39 Tahun Tragedi Tanjung Priok: Keadilan Belum Tuntas, Korban Masih Trauma

Foto Aminatun Najariyah, satu-satunya perempuan korban tragedi Tanjung Priok. (Foto: PARBOABOA/Muazam)

PARBOABOA, Jakarta - Organisasi hak asasi manusia, Amnesty International Indonesia mendesak pemerintah mengusut kembali tragedi Tanjung Priok Tahun 1984.

Menurut Direktur Eksekutif Amnesty International Indonesia, Usman Hamid, setelah 39 tahun berlalu, korban dan keluarga masih belum mendapat keadilan atas tragedi yang terjadi era Orde Baru (Orba) itu.

"Korban belum melihat kesungguhan pemerintahan Jokowi menegakkan hukum atas kasus yang tergolong pelanggaran HAM berat tersebut," tegas Usman dalam keterangannya, Selasa (12/9/2023).

Apalagi, kata dia, Tragedi Tanjung Priok tidak masuk dalam daftar 12 peristiwa pelanggaran HAM berat masa lalu yang diakui Presiden Jokowi. 

Selain itu, eks petinggi TNI yang bertanggungjawab atas tragedi itu tidak dituntut ke pengadilan hingga saat ini. 

“Hanya beberapa perwira menengah ke bawah yang diproses hukum dan berakhir dengan vonis bebas. Akibatnya, negara gagal memberikan penghukuman dan memulihkan hak-hak korban dan keluarganya,” tegas Usman.

Usman lantas mendesak pemerintah mengusut kembali Tragedi Tanjung Priok dengan memperhitungkan semua bukti yang diperlukan dan mencari kebenaran yang belum terungkap sampai korban merasakan keadilan.

“Pastikan semua pelaku yang terlibat dalam Tragedi Priok 1984, termasuk dalang pelaku yang terlibat di baliknya, diadili sesuai hukum yang berlaku serta berdasarkan prinsip peradilan yang adil," ungkapnya.

Negara, tambah Usman, harus menyediakan ganti rugi yang pantas, baik berupa kompensasi, restitusi maupun rehabilitasi bagi keluarga korban yang selama ini menderita akibat tragedi ini.

Sementara itu, salah seorang korban Tragedi Tanjung Priok, Aminatun Najariyah menyebut, ia ditangkap di rumahnya sehari setelah peristiwa meletus.

Amina dituduh terlibat dalam aksi menyerang aparat, padahal saat kejadian ia mengaku tak ikut-ikutan. 

Ia pun dipenjara selama tiga bulan sebelum akhirnya dibebaskan karena tak bersalah.

Syahar Banu, anak dari Amina menyebut Ibunya mengalami trauma selama bertahun-tahun pascaperistiwa tersebut.

"Ibu saya masih sering mengalami mimpi buruk mendengar suara laras tentara maupun polisi. Dan, suka dengar suara orang disiksa," ujar Banu di Kantor KontraS, Jakarta Pusat.

Syahar bercerita, biasanya sang Ibu berteriak-teriak mengigau mulai jam 4 subur.

Teriakannya itu terdengar hingga keluar rumah, bahkan tetangga mengetahuinya dan menganggap Amina sudah gila.

### DATA HASIL EKSTRAKSI
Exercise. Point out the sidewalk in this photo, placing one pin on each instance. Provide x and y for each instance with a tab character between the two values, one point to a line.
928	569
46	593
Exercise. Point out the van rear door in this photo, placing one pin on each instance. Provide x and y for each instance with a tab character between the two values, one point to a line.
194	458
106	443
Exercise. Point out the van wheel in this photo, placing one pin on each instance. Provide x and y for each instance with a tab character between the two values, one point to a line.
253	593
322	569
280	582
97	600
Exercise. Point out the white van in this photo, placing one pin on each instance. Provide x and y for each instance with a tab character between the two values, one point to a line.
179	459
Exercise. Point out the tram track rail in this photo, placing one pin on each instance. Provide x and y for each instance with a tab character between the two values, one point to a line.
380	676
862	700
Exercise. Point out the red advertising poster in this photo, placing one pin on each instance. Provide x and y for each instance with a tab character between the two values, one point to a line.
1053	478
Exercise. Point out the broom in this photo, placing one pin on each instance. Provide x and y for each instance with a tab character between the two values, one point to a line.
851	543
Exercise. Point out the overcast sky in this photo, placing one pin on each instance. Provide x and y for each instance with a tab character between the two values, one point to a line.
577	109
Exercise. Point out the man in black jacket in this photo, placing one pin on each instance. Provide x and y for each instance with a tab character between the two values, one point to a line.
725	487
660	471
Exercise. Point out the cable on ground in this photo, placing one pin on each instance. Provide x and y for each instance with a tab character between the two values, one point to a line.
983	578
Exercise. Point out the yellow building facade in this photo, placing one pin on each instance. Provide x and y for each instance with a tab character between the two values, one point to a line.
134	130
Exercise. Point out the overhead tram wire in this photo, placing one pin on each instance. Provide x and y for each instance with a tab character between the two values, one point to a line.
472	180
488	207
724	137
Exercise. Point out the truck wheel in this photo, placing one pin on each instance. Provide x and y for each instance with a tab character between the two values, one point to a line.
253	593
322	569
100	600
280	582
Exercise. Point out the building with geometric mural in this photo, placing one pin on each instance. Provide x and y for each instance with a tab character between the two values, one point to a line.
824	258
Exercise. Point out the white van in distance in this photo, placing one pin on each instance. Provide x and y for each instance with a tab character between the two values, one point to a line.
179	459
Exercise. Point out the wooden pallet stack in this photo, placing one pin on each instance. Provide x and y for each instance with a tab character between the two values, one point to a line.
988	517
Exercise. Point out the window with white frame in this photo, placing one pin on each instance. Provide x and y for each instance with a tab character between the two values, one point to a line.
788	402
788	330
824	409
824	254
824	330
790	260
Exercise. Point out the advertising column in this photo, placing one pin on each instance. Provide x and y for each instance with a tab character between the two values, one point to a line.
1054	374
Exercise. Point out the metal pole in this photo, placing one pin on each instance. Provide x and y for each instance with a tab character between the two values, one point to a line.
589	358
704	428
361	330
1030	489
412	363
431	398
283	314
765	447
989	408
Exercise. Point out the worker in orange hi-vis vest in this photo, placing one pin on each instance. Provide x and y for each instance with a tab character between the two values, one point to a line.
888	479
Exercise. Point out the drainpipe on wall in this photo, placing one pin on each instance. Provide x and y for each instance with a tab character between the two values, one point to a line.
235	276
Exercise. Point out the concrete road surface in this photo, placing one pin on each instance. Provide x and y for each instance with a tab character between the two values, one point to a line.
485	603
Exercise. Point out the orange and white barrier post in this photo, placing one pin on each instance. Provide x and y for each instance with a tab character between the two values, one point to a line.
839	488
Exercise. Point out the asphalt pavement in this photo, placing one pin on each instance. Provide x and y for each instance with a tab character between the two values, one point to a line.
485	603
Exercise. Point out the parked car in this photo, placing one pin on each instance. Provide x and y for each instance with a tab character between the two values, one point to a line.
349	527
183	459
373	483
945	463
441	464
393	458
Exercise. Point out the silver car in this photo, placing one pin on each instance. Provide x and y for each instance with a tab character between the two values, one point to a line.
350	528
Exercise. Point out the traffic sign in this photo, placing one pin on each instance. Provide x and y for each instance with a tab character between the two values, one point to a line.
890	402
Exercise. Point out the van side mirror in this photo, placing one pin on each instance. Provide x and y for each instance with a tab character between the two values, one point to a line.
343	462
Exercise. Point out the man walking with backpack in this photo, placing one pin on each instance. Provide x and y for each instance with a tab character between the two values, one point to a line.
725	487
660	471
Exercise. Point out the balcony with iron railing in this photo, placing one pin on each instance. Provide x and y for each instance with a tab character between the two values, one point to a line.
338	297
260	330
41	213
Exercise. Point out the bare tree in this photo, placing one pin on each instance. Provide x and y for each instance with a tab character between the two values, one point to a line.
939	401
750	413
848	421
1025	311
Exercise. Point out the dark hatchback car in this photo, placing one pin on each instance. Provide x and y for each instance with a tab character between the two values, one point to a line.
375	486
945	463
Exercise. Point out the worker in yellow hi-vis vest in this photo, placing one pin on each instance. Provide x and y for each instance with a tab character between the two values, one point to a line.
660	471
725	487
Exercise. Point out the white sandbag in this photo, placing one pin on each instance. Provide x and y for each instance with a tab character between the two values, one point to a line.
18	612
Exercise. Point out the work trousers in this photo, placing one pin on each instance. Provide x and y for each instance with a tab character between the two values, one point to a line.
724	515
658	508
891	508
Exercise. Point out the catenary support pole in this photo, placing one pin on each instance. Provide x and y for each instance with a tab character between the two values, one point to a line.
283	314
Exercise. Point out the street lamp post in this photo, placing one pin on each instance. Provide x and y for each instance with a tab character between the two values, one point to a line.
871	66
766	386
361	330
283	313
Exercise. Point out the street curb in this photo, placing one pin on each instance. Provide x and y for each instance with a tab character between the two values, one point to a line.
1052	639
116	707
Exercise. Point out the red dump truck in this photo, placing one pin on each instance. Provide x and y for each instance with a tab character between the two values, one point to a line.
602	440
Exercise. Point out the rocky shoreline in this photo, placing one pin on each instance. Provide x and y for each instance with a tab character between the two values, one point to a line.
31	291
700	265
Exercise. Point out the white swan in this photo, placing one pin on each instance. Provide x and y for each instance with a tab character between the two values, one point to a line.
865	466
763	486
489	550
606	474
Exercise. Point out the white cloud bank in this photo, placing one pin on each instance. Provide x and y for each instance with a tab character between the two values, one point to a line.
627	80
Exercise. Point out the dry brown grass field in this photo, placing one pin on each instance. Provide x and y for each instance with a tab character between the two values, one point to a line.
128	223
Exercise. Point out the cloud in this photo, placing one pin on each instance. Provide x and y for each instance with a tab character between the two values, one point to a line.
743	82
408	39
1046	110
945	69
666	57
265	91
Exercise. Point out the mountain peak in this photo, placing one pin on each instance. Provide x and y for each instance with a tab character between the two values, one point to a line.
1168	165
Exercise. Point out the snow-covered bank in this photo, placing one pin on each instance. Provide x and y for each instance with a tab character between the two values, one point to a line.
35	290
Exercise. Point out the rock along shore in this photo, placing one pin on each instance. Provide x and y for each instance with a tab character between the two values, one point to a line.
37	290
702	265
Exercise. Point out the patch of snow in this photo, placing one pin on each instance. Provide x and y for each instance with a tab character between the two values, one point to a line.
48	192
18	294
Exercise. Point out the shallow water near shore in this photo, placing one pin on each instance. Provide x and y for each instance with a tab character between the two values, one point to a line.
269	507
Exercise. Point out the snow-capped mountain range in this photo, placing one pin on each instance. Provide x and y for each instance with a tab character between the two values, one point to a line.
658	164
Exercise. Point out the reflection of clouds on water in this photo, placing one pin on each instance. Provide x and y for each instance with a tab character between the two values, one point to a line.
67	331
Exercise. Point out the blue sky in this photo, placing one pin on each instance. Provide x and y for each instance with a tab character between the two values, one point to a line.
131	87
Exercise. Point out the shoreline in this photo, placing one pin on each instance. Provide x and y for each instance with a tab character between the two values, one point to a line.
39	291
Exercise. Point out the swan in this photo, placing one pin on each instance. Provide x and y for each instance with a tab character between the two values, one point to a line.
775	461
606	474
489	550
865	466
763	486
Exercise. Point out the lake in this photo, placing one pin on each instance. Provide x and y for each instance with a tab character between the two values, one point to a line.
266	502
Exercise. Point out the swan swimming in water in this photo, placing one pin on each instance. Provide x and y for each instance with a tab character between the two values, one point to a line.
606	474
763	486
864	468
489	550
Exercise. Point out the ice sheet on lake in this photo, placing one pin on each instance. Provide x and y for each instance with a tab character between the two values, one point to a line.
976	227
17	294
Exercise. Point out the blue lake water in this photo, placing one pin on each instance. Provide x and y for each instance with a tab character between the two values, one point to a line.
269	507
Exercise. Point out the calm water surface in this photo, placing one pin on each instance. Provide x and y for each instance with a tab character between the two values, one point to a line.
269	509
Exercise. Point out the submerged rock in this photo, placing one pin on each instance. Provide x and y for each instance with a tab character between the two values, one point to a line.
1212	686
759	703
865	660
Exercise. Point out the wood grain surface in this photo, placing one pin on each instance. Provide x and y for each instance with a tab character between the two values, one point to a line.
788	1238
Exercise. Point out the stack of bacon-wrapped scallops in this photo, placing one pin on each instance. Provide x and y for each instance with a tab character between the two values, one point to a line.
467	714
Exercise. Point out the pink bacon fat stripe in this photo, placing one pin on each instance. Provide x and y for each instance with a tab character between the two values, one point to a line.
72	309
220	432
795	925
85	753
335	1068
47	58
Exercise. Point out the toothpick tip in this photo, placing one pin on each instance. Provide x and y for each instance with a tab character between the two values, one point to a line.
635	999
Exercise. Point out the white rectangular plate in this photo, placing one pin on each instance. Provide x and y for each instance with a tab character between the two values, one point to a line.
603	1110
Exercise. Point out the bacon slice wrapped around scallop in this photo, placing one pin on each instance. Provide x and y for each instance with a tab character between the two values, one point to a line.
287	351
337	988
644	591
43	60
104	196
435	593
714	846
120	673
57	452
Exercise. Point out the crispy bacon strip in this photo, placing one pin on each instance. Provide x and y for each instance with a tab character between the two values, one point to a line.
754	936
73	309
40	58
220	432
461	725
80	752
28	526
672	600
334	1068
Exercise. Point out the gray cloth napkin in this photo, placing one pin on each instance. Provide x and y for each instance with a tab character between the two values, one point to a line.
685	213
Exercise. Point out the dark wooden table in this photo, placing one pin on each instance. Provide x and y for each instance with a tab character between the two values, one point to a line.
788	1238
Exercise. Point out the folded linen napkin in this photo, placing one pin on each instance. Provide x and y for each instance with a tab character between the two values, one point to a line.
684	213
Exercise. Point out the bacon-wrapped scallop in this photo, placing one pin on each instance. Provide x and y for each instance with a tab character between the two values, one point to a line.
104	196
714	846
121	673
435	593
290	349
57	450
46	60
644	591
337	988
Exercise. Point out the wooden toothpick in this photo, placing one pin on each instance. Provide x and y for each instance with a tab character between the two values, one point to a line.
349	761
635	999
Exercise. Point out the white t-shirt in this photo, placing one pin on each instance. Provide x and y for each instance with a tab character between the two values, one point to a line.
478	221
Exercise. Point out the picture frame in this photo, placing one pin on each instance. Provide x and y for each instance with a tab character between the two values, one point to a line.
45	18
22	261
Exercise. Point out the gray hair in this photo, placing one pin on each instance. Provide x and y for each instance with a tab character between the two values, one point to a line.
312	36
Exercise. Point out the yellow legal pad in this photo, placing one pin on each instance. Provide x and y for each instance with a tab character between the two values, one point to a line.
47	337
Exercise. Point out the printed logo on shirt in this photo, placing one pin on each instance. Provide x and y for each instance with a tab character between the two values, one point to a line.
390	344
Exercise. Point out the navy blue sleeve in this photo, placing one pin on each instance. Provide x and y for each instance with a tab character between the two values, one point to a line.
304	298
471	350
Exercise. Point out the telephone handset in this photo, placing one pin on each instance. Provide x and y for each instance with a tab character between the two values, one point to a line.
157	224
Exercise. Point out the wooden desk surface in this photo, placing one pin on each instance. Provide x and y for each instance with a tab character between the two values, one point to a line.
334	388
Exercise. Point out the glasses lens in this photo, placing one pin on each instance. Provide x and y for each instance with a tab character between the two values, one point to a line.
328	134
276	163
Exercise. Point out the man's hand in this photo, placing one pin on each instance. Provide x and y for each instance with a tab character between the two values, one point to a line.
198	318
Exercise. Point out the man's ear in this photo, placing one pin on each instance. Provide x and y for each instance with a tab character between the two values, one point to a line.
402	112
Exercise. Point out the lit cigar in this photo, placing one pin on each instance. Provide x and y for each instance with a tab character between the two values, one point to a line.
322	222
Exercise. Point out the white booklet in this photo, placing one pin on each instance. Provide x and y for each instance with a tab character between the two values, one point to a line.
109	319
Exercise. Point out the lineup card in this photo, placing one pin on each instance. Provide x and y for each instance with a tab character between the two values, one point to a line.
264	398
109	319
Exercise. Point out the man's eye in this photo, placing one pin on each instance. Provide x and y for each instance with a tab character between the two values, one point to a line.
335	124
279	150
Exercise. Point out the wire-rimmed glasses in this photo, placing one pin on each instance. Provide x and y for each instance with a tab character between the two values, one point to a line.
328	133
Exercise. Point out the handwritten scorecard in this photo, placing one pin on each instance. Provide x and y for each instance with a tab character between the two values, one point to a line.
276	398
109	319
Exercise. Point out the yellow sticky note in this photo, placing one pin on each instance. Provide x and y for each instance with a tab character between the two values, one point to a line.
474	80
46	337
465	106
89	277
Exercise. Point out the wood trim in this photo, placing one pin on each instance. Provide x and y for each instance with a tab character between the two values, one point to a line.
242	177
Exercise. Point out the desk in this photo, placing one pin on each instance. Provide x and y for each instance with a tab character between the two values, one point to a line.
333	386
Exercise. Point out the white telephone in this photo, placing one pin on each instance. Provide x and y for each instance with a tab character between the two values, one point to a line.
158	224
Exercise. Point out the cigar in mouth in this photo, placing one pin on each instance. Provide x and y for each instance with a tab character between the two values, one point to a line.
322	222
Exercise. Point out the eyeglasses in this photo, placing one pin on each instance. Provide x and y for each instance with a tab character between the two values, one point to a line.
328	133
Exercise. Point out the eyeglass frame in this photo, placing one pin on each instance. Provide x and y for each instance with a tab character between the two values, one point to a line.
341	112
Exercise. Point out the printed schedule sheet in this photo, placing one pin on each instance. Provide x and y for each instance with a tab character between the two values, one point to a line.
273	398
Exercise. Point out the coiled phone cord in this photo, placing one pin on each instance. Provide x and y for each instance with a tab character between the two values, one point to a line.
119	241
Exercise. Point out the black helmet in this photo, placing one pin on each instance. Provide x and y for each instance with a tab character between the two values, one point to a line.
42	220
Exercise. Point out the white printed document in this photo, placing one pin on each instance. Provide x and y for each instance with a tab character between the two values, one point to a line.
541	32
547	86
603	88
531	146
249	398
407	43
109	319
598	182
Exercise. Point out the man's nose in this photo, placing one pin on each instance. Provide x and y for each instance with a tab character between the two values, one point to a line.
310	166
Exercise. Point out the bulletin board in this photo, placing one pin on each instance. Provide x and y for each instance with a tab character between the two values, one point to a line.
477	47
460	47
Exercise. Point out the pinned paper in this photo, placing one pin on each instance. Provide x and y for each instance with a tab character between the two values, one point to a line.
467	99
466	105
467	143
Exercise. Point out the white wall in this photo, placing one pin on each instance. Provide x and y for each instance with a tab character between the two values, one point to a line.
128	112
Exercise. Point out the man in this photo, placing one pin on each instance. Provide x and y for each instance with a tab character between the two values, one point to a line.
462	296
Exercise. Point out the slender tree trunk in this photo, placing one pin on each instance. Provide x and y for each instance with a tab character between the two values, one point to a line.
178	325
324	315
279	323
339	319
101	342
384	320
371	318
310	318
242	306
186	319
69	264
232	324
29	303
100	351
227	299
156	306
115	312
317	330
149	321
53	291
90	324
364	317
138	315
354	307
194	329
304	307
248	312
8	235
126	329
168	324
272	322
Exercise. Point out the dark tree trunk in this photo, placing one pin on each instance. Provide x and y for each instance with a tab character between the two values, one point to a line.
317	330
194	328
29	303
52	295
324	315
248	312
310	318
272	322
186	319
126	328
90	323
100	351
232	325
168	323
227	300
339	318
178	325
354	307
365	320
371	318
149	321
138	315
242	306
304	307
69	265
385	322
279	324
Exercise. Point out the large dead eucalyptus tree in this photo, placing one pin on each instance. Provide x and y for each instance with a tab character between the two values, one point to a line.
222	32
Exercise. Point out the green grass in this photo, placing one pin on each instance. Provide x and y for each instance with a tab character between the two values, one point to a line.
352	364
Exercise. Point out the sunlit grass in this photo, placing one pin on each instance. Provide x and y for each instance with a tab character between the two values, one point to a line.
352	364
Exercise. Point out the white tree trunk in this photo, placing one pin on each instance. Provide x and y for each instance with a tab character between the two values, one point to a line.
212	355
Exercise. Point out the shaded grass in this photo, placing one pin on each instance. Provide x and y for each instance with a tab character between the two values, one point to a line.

### LATIHAN
**A)** Ubah paragraf dalam berita tentang Tragedi Tanjung Priok yang diawali "Negara, tambah Usman" menjadi daftar poin singkat tanpa menghilangkan fakta utamanya.
**B)** Tuliskan lanjutan berita tentang Tragedi Tanjung Priok, dimulai setelah kalimat terakhirnya.

### JAWABAN BERURUTAN
**A)**
- Menurut Usman, negara wajib menyediakan ganti rugi yang pantas bagi keluarga korban.
- Ganti rugi itu dapat berupa kompensasi, restitusi, atau rehabilitasi.
- Keluarga korban selama ini menderita akibat tragedi tersebut.

**B)**
"Ibu saya juga dituduh sebagai PKI, padahal kakek saya itu salah satu Kiai yang saat G30S dia anti-PKI. Ibu saya juga sebenarnya bukan PKI, dia sangat Islamis," jelas Banu.

Duduk Perkara Tragedi Tanjung Priok

Syahar Banu, anak Aminatun, menggendong anaknya memberikan kesaksian tragedi Tanjung Priok di Kantor KontraS, Jakarta Pusat, Selasa (12/9/2023). (Foto: PARBOABOA/Muazam) 

Tragedi Priok meletus pada 12 September 1984, atau 39 tahun lalu.

Ketika itu Angkatan Bersenjata Republik Indonesia (ABRI) menembaki kerumunan umat Muslim yang sedang menggelar aksi protes ke kantor polisi dan markas Kodim Jakarta Utara menuntut pembebasan empat orang yang ditahan. 

Menurut laporan Amnesty, akibat tragedi itu diperkirakan 30 orang ditembak dan tewas. Ada lebih dari 200 orang ditangkap.

Mereka ada yang dituduh menyerang aparat, menghancurkan properti dan menyebarkan kabar bohong seperti yang diatur dalam Kitab Undang-undang Hukum Pidana (KUHP).

Beberapa lainnya kena tuduhan subversi, yaitu dakwaan yang dapat diganjar hukuman maksimal berupa hukuman mati, seperti yang diatur dalam Dekrit Presiden 11/1963 atau dikenal dengan "Undang-undang Anti Subversi."    

Menurut temuan Komnas HAM, sebanyak 79 orang menjadi korban dengan 55 orang terluka dan 23 lainnya meninggal dunia akibat tindakan represif negara. Selain itu, banyak orang ditangkap tanpa proses hukum yang jelas, dan beberapa di antaranya hilang. 

Kasus Tragedi Tanjung Priok pernah masuk proses hukum melalui Pengadilan HAM ad hoc di Jakarta pada 2003. Pada pengadilan tingkat pertama, 12 terdakwa dinyatakan bersalah dan negara diinstruksikan memberikan kompensasi, restitusi, serta rehabilitasi kepada korban dan keluarganya.  

Terdakwa lalu mengajukan banding dan pada 2005 Pengadilan Tinggi Jakarta membebaskan terdakwa.

Jaksa kemudian mengajukan kasasi ke Mahkamah Agung. Namun, pada 2006 Mahkamah Agung menolak permintaan jaksa untuk membatalkan keputusan bebas tersebut, dengan alasan bahwa kasus itu bukan merupakan pelanggaran HAM.

Putusan bebas tersebut juga mencabut kewajiban negara untuk memberikan ganti rugi kepada korban dan keluarganya, termasuk kompensasi, restitusi dan rehabilitasi.

Jaksa juga gagal mengungkap peran pihak yang merencanakan, lemah dalam menyusun surat dakwaan dan tidak memberikan perlindungan yang memadai kepada saksi dan korban.

Di luar proses pengadilan, terdakwa bahkan menawarkan islah kepada korban dan saksi, yang mengakibatkan banyak dari mereka menarik kesaksian atau mencabut pernyataannya.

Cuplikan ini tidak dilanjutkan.